## begin Excerpted passage

Cow Meetings

There are two barns on a one-dimensional number line located at points \(0\) and \(L\) (with \(1 \le L \le 10^9\)). There are \(N\) cows (\(1 \le N \le 5 \times 10^4\)), each at a distinct position \(x_i\) and having a weight between \(1\) and \(10^3\). Each cow \(i\) moves at a speed of one unit per second, with its initial direction given by \(d_i\) (either \(1\) for the positive direction or \(-1\) for the negative direction). Both cows and barns are considered points.

The cows follow these rules:

• If cow \(i\) reaches a barn (i.e. position \(0\) or \(L\)), it stops moving.
• If two cows \(i\) and \(j\) meet at a point that is not a barn, they immediately exchange velocities. (Note: Because cows exchange speeds when meeting, it can be shown that their motion is equivalent to them passing through each other without changing speeds, though their identities are exchanged.)

Let \(T\) be the earliest time such that the sum of the weights of the cows which have stopped (i.e. reached a barn) is at least half of the total weight of all cows. In other words, if \(W_{total}\) is the total weight, then \(T\) is the minimum time at which the stopped cows have total weight \(\geq \lceil W_{total}/2 \rceil\).

Your task is to determine the total number of meetings (collisions) between pairs of cows that occur during the time interval \([0, T]\), inclusive.

Hint: Due to the exchange of velocities upon meeting, the cows' motion is equivalent to them continuing along their initial path (``ghost'' cows). A pair of cows, one moving right and the other moving left, will meet at time \(\frac{x_j - x_i}{2}\) if they start at positions \(x_i < x_j\). Count such pairs with \(\frac{x_j - x_i}{2} \le T\). Also, note that the identity of the cows that reach the barns (and hence the time \(T\)) can be determined by ordering the cows by position and simulating barn exits from the two ends. For a cow with ghost exit, the exit time is:

• If moving left: \(x_i\).

## end Excerpted passage
## begin Information given

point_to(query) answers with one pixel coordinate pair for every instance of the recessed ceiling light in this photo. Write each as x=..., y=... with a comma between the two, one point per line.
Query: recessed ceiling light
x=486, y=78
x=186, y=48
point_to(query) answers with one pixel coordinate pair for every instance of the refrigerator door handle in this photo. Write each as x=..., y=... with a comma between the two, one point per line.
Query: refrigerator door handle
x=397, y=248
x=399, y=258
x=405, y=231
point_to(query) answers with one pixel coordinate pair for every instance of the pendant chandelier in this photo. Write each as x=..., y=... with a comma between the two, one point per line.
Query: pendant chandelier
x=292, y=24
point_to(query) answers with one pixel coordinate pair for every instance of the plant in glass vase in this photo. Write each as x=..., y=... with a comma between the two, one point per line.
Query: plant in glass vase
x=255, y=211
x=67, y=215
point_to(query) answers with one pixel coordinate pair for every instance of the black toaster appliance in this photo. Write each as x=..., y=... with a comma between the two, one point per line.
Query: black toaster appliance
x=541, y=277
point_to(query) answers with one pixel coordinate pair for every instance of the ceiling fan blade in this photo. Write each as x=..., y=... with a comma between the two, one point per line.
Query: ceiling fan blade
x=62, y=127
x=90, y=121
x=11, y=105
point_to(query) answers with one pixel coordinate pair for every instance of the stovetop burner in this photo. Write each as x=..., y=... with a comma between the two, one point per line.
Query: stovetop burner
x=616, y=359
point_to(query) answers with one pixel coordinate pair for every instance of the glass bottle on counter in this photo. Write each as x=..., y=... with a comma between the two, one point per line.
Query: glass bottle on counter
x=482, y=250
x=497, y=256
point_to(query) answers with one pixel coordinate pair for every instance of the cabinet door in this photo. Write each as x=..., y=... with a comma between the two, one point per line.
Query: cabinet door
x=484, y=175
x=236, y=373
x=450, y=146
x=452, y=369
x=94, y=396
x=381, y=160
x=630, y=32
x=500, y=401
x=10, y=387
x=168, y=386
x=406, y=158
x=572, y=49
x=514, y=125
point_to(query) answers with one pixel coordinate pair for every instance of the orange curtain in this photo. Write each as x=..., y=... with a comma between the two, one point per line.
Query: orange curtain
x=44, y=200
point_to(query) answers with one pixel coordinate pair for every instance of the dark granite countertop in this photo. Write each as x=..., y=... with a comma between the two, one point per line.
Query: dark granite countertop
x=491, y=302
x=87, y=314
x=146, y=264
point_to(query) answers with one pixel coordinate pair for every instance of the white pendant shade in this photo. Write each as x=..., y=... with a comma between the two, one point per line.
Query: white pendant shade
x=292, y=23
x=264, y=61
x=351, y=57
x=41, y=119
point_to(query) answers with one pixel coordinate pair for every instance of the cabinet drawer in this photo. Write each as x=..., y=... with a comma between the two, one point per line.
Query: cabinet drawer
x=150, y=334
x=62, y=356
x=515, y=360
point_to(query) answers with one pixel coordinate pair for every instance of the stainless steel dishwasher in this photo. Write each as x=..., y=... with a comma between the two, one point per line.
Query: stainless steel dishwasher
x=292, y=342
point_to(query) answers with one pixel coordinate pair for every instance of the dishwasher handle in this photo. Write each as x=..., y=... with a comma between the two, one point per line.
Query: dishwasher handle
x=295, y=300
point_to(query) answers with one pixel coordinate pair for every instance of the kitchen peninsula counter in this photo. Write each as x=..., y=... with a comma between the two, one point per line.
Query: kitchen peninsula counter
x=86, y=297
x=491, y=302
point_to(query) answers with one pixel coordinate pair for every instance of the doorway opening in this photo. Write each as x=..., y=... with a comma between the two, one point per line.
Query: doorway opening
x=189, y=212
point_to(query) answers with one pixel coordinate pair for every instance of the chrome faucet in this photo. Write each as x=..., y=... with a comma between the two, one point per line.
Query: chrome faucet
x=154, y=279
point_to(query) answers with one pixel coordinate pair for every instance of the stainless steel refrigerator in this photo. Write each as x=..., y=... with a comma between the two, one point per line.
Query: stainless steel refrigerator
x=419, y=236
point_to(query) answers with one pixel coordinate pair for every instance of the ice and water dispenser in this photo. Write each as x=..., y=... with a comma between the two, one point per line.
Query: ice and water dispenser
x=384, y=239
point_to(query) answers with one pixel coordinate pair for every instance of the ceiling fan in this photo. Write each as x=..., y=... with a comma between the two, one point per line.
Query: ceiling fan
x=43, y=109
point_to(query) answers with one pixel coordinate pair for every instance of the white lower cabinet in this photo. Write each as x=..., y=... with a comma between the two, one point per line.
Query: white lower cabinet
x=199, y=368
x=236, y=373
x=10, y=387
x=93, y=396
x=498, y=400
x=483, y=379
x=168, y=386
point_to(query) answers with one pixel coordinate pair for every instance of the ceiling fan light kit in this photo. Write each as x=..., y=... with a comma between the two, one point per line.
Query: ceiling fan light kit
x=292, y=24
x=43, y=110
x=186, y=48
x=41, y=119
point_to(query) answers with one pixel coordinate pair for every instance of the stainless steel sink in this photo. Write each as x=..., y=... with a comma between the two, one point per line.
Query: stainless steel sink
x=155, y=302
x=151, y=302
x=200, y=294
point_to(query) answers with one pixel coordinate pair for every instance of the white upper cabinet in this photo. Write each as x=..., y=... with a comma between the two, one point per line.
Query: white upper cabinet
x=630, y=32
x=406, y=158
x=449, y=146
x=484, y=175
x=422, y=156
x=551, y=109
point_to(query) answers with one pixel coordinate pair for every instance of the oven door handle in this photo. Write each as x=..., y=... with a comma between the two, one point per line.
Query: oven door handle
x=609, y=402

## end Information given

▶ [Exercises to complete]:
a – According to the cow meetings problem, what happens when two cows meet at a point that is not a barn?
b – Continue the cow meetings problem statement, picking up right after its final line.

▶ [In response]:
a – They immediately exchange velocities.

b –
• If moving right: \(L - x_i\).

One can simulate exit events by processing cows in increasing order (for the left barn) and in decreasing order (for the right barn) until the cumulative weight of cows that have exited reaches at least \(\lceil W_{total}/2 \rceil\). Let \(T\) be the exit time of the last cow that makes the cumulative weight reach this threshold.

inputFormat

The first line contains two integers \(N\) and \(L\): the number of cows and the position of the right barn. The next \(N\) lines each contain three integers \(x_i\), \(w_i\) and \(d_i\), representing the initial position, weight, and direction of the cow. It is guaranteed that the \(x_i\)'s are distinct and \(d_i\) is either \(1\) (moving right) or \(-1\) (moving left).

outputFormat

Output a single integer — the total number of meetings between cows that occur during the time interval \([0, T]\), inclusive.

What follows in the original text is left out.